* _Task prompt_
Write out the records once more, exactly as given.
-- Opening Marker --
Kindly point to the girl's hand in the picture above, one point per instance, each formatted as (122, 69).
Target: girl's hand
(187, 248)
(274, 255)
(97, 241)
-- Closing Marker --
* _Result for this exercise_
Kindly point to the girl's hand in the picture above, one point per instance, each formatted as (122, 69).
Target: girl's hand
(187, 248)
(274, 255)
(97, 241)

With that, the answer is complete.